**Exercise:**
Rewrite everything below from the line containing "Each instance of the grassy" down to the line containing "[(512, 289), (784, 279)]", both ends included, keeping the requests unchanged but scaling each coordinate in the answers by 1.2 and rounding to whole numbers, with halves rounded up. Return only those lines.
-- START Data rows --
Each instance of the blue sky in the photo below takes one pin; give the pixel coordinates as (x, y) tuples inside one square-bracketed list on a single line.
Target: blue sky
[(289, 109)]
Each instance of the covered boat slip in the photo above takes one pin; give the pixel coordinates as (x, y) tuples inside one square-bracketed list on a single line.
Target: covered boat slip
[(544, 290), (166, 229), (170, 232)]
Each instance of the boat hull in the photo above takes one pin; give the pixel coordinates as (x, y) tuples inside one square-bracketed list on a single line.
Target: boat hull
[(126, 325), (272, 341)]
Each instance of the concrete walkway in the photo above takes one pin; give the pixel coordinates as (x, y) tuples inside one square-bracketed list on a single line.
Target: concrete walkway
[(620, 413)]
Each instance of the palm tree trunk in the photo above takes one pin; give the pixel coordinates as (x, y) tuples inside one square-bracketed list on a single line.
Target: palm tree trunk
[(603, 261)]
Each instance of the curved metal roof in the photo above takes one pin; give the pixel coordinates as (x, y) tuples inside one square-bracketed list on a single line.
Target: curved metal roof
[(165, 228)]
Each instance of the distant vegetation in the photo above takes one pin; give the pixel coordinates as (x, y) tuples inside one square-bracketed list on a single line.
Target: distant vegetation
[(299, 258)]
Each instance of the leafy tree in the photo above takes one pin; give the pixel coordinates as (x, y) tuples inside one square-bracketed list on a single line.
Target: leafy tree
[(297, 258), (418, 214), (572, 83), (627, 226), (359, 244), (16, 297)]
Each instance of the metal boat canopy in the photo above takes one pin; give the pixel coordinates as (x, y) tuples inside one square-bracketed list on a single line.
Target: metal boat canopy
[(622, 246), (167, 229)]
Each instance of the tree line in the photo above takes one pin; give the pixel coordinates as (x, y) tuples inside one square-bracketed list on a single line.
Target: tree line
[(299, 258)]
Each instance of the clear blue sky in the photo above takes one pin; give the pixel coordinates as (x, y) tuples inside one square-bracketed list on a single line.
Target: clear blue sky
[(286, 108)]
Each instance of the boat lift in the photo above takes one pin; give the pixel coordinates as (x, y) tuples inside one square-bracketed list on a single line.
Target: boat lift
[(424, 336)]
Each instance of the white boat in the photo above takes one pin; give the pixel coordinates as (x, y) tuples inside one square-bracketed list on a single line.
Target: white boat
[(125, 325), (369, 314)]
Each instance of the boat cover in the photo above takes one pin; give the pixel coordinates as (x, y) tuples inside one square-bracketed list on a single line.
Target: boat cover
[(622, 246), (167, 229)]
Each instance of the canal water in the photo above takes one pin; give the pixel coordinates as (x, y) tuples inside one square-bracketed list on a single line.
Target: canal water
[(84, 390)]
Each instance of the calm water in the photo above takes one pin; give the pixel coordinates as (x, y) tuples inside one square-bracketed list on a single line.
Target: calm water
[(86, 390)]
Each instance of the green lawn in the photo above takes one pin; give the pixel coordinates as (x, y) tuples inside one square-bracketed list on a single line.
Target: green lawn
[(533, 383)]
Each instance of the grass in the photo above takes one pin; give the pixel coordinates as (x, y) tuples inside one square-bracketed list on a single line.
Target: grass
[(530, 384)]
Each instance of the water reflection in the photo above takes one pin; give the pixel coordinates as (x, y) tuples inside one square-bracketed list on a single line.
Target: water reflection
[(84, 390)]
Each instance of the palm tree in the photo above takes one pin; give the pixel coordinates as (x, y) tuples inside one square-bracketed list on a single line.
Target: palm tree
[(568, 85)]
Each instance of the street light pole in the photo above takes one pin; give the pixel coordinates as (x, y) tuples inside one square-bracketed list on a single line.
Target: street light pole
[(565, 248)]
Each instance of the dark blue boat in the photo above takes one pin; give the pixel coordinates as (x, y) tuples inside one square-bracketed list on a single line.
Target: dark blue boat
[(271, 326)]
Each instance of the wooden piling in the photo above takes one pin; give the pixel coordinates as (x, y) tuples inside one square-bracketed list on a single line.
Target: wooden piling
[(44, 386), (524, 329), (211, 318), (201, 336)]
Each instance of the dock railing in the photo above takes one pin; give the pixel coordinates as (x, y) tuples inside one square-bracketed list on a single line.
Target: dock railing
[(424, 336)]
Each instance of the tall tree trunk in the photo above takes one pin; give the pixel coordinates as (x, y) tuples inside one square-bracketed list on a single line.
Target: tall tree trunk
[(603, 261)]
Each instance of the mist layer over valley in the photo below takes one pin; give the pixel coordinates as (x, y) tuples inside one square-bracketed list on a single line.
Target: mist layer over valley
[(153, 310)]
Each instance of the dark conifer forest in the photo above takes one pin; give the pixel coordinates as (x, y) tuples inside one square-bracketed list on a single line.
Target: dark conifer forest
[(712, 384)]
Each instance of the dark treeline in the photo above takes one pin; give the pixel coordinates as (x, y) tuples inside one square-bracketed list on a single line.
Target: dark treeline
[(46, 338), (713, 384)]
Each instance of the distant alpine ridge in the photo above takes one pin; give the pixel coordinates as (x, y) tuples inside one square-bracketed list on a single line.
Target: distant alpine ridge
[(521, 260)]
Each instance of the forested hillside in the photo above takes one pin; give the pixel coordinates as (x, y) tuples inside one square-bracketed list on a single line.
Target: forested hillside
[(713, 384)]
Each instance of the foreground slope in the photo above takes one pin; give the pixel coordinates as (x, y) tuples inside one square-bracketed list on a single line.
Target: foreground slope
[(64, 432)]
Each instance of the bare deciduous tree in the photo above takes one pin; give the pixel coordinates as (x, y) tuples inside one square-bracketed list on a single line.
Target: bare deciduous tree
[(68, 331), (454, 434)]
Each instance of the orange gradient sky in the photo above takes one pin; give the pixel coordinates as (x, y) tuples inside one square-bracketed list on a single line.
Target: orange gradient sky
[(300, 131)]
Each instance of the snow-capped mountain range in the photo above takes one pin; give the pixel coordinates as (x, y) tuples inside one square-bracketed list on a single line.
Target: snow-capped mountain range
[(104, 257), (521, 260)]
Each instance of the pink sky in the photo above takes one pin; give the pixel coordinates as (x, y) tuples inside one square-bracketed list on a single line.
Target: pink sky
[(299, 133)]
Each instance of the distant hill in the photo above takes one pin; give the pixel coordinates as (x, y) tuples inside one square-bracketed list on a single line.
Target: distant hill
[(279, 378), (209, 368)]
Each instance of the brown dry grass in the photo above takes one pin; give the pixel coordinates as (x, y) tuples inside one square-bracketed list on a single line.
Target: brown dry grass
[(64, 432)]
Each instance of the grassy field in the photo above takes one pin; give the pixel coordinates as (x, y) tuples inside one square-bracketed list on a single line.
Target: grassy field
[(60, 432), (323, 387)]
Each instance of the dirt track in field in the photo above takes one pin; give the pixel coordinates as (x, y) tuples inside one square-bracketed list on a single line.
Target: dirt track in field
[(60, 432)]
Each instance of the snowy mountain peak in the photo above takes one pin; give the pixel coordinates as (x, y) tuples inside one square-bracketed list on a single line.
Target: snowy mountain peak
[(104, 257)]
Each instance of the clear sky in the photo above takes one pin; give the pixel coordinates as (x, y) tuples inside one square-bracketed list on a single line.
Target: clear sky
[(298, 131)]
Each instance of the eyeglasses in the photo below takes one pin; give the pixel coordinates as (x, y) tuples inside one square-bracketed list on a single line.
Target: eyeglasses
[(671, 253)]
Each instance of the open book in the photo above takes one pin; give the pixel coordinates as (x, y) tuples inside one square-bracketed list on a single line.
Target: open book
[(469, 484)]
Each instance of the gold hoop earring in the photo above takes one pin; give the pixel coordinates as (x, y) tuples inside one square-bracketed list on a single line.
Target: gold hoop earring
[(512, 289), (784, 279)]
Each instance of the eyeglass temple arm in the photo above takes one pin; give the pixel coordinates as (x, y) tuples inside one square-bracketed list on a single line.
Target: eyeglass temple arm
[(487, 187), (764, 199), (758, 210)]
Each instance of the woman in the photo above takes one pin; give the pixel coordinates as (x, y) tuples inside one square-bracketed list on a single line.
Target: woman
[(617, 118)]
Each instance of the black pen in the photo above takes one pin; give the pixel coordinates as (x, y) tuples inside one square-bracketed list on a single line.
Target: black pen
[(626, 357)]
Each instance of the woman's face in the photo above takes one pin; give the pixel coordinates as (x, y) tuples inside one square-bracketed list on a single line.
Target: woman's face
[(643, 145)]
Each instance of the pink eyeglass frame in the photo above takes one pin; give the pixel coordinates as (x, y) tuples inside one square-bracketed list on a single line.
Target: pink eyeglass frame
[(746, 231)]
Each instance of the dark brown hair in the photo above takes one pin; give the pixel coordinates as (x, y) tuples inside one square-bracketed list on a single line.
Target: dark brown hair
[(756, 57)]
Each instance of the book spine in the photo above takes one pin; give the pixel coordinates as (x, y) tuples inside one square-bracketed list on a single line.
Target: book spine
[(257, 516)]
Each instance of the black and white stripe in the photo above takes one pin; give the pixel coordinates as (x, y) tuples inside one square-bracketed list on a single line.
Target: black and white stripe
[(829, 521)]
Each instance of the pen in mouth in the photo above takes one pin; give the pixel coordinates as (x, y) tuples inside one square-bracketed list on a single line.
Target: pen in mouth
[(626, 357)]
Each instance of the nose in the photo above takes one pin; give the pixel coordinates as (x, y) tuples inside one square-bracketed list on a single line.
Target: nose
-- END Data rows --
**Response for this exercise:**
Each instance of the grassy field in the photo above takes one pin; give the pixel coordinates as (x, y) tuples inside one square-bracketed list on a single line.
Target: grassy field
[(72, 518), (388, 464)]
Each instance of the dirt track in field in the photo above takes one pin; give the pixel coordinates as (x, y) tuples inside one square-bracketed list on a single line.
Target: dirt track in field
[(72, 518)]
Each instance of the snowy mountain peak in the photo above takes one pin; give the pixel coordinates as (x, y) tuples inside one square-bracketed list on a single line.
Target: snowy mountain peak
[(125, 308)]
Each instance of the clear sky in the photo above takes one pin; give the pixel coordinates as (x, y) tuples inside one square-bracketed list on a single line.
Target: clear sky
[(358, 157)]
Each instance of the eyeglasses in the photo below takes one pin; give the pixel coordinates as (x, y) tuples inside one square-bracketed list on a single line.
Target: eyeglasses
[(805, 304)]
Each instance of the open book in the photo above takes one pin; give the pixel coordinates as (x, y) tuples inside one square-bracketed list on a single line.
Target: open book
[(563, 581)]
Each instance of the gold hoop earring in the photo above takes one pin; give the pixel coordinates as (x, y) tuples inside one square-bracketed list on a single line.
Target: gold hoop earring
[(614, 347), (941, 335)]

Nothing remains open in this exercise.